(Selected text begins)

• Today’s story is a quite straight-forward one. Accelerating Japanese inflation numbers (3% Y/Y) showed during Asian trading hours that there’s no escaping the inflation trends. Even if the Bank of Japan is expected to remain in denial on Friday. German producer price inflation set the tone in the early stages of European dealings. PPI accelerated in August from 5.3% M/M to 7.9% M/M while consensus hoped for a slowdown to 2.4% M/M. The Y/Y figure jumped from 37.2% Y/Y to 45.8% Y/Y. In case you wondered, Germany’s business model is dead. Energy was the main driver with a 20.4% M/M increase. PPI less energy rose by 0.4% M/M and 13.8% Y/Y. The Swedish Riksbank completed the hattrick by kicking off this week’s central bank mania with a larger-than-expected 100 bps rate hike, from 0.75% to 1.75%. It’s telling that one of the central bank’s with the most dovish DNA opts for an almost unmatched move. The opening paragraph said it all: “Inflation is too high. It is undermining households’ purchasing power and making it more difficult for both companies and households to plan their finances. Monetary policy now needs to be tightened further to bring inflation back to the target.” Updated and increased inflation forecasts (7.8% this year and 5.1% next for CPIF) warrant an increase of the expected policy rate peak from >=2% to >=2.5%. It’s also telling that the Swedish krona failed to profit from the outsized rate hike. On the contrary, EUR/SEK pushed beyond the 10.81 YTD high. A vote of no confidence in the (too low) policy rate peak? In any case a warning shot to other central banks coming up.
• The global core bond sell-off continued unabatedly. US yields increase by 4 bps (2-yr) to 8 bps (30-yr). German yields add around 13 bps across the curve. The fact that the very long end of the curve underperforms compared to previous today could be a reflection of higher-expected policy rate peaks. The sell-off on the bond markets pulls main European and US stock markets over 1% lower. The dollar thrives in this kind of market climate with EUR/USD back at 0.9970. Sterling performs relatively well at EUR/GBP 0.8750.

(Selected text ends)

Continue the market commentary on inflation, central banks and bond yields from where it stops. The entries that follow have no connection to the market commentary.

(Information supplied begins)

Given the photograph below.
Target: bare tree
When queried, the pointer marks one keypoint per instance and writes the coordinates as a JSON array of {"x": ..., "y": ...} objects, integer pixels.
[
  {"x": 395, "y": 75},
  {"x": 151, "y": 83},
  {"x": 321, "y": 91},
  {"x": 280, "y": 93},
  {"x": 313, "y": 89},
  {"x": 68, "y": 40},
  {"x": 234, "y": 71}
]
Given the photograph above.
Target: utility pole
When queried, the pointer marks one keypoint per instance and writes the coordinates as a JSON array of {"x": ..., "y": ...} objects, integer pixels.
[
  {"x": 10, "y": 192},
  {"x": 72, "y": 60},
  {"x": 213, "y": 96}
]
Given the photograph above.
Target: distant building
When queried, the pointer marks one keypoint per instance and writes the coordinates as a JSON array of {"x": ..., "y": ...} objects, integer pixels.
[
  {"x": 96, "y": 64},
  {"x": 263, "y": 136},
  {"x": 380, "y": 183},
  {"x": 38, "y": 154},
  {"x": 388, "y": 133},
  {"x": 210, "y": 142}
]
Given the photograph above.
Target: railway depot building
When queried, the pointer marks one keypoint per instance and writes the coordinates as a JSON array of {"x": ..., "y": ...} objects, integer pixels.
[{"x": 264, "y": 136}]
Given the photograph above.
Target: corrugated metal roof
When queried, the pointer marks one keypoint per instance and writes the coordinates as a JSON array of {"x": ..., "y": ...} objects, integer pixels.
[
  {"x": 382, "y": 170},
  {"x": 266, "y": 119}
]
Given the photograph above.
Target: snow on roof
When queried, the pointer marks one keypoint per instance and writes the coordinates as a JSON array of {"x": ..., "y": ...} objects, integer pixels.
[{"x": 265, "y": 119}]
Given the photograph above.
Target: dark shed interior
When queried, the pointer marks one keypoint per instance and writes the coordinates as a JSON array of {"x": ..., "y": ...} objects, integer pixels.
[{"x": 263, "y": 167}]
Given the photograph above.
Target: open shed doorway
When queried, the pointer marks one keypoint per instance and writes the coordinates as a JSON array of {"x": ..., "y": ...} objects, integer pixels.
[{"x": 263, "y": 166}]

(Information supplied ends)

→ **Result below**:
• Headline Canadian inflation slowed more than expected in August. Inflation declined 0.3% M/M slowing the Y/Y measure from 7.6% in July to 7.0%. Some of the ‘core’ inflation measures (Core median 4.8%, Core trim 5.2%) also printed lower than expected. Energy prices declined 6.4% M/M as did prices of goods, easing for the second consecutive month (-0.8% M/M). Services inflation still rose albeit a modest 0.1% M/M. Food prices gained 0.8% M/M and were the largest positive contributor in monthly terms. The softer than expected inflation report is fueling the debate as to whether the Bank of Canada will finally be able to slow the pace of rate hikes. It already raised the policy rate to 3.25% (+0.75% in September), bringing it above what it sees as a neutral level. The Canadian 2y yield today eases 5 bps against the broader uptrend in yields. The loonie stays under pressure with USD/CAD regaining the 1.33 barrier, near the YTD weakest level of the Canadian currency against the USD.
• Eco data in Poland published today painted a mixed picture. Average wages in August were reported at -2.7% M/M and 12.7% Y/Y, down from 15.8 Y/Y in July. Wage growth was weaker than expected, but the series is notoriously volatile. Employment growth declined 0.1% M/M to 2.4% Y/Y (unchanged from July). Production rose 0.7% M/M to be up 10.9% Y/Y, while a further decline was expected. Producer price inflation was materially stronger than expected at 0.8% M/M and 25.5% Y/Y and the July figure was upwardly revised, too. After raising the policy rate by 0.25% to 6.75% earlier this month, the MPC of the National Bank of Poland ponders whether it can bring the tightening cycle to an end. Markets still take into account the possibility of one or two 0.25 bps ‘fine-tuning hikes’. The zloty today weakens to trade at EUR/PLN 4.726.